Stated goal —
Reproduce each of the following records line for line, with no changes.

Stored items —

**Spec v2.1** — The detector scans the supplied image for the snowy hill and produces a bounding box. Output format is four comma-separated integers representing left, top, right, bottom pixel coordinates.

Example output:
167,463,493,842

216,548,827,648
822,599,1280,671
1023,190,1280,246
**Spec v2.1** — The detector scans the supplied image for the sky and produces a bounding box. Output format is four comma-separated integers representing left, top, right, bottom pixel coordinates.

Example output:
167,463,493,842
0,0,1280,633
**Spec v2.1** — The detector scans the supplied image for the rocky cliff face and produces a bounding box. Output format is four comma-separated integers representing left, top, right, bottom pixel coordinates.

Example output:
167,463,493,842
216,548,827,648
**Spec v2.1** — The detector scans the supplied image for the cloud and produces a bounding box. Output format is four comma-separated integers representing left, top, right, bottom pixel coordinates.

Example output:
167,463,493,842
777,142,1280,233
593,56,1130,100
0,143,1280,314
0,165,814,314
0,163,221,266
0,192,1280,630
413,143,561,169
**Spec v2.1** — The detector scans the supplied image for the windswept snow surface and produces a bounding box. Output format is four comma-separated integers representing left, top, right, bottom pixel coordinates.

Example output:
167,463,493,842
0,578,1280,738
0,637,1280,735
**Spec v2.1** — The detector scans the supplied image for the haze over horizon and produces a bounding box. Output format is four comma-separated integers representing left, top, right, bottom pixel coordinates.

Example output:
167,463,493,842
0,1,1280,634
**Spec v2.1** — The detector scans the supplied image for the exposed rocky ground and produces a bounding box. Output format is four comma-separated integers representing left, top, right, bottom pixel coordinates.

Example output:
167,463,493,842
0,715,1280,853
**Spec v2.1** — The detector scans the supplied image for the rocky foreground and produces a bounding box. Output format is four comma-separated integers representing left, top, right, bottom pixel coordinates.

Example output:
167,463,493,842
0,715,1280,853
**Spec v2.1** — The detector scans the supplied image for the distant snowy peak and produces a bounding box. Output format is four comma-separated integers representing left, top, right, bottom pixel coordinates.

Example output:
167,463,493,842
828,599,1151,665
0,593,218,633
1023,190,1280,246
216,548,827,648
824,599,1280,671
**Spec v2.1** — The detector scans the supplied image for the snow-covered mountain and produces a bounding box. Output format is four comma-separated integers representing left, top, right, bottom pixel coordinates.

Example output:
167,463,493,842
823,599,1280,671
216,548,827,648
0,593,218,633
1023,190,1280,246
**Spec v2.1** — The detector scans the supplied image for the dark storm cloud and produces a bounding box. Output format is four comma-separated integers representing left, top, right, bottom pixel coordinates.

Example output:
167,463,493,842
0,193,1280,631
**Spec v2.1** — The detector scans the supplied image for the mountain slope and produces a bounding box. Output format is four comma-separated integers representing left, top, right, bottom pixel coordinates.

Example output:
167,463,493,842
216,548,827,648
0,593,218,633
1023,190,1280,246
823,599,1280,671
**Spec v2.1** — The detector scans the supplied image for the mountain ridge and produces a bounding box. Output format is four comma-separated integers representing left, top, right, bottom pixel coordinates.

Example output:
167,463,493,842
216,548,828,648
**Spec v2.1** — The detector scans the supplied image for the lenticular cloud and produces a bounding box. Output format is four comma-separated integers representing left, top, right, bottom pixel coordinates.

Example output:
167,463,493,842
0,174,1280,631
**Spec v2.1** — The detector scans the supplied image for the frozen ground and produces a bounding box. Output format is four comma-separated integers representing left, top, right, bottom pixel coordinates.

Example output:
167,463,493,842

Full response —
**Spec v2.1** — The detector scans the supplied image for the snowy hill and produces a bounding box. Output format is four comma-separated integers representing left, top, right, bottom pixel coordinates.

Example output:
167,463,493,842

216,548,827,648
822,599,1280,671
1023,190,1280,246
**Spec v2.1** — The detector scans the supplied image for the sky and produces a bounding box. Output format is four comma-separated integers representing left, top, right, bottom pixel coordinates.

Example output:
167,463,493,842
0,0,1280,633
**Spec v2.1** — The detector scans the supplied image for the rocky cliff face and produces a bounding box. Output format is four comma-separated integers representing left, top, right, bottom pixel coordinates.

Example output:
167,463,493,842
216,548,827,648
**Spec v2.1** — The detector scans the supplied image for the cloud and produces a bounding box. Output format is four comma-separated integers representing left, top, right, bottom pixel coordinates.

Example output:
167,463,493,842
777,142,1280,233
593,56,1130,100
0,143,1280,314
0,165,814,314
0,163,221,266
0,192,1280,630
413,143,561,169
**Spec v2.1** — The detector scans the supplied image for the windswept snow surface and produces a bounding box. Output format is four comma-separated integers representing left, top, right, bottom pixel coordinates.

Example output:
167,463,493,842
0,578,1280,738
0,637,1280,735
**Spec v2.1** — The detector scans the supplied image for the haze over horizon and produces a bounding box. Output format is four comma-separated integers representing left, top, right, bottom pixel coordinates.

Example output:
167,463,493,842
0,1,1280,634
**Spec v2.1** — The detector scans the supplied image for the exposed rocky ground and produces a bounding box. Output format is four comma-separated integers representing left, top, right, bottom pixel coordinates.

Example output:
167,463,493,842
0,715,1280,853
**Spec v2.1** — The detector scans the supplied image for the rocky foreground and produces a bounding box. Output format is four comma-separated integers representing left, top, right, bottom pixel coordinates.

Example output:
167,463,493,842
0,715,1280,853
**Spec v2.1** — The detector scans the supplied image for the distant snowy peak and produces a bounding box. Output format is four comma-separated integers representing left, top, right, bottom pixel coordinates.

Example output:
167,463,493,842
828,599,1151,665
0,593,218,633
1023,190,1280,246
216,548,827,648
824,599,1280,671
**Spec v2.1** — The detector scans the supplied image for the snow-covered mountain and produces a bounding box. Output format is four comma-separated integers representing left, top, right, bottom pixel coordinates.

Example output:
167,463,493,842
823,599,1280,671
216,548,827,648
0,593,218,633
1023,190,1280,246
**Spec v2.1** — The detector scans the supplied image for the dark storm cloud and produces a bounding box. Output format is four comma-separated integers representing left, top, right, bottom pixel coordinates.

Example output:
167,463,493,842
0,193,1280,631
**Spec v2.1** — The detector scans the supplied image for the mountain slope and produces a bounding box. Output format is four comma-separated integers representing left, top, right, bottom pixel coordinates.

Example output:
167,463,493,842
216,548,827,648
0,593,218,633
1023,190,1280,246
823,599,1280,671
**Spec v2.1** — The detector scans the supplied image for the mountain ridge and produces a bounding box. Output format is four comma-separated integers representing left, top, right, bottom pixel coordinates.

Example output:
167,463,493,842
216,548,828,648
**Spec v2.1** — The detector scans the supplied image for the lenticular cloud and produces a bounding box. Output format is four comma-separated integers representing left, top, right, bottom pixel coordinates.

Example output:
167,463,493,842
0,174,1280,631
**Spec v2.1** — The detector scans the supplied image for the frozen ground and produces a bounding box. Output format is four comma-separated integers representing left, top, right, bottom pixel coordinates.

Example output:
167,463,493,842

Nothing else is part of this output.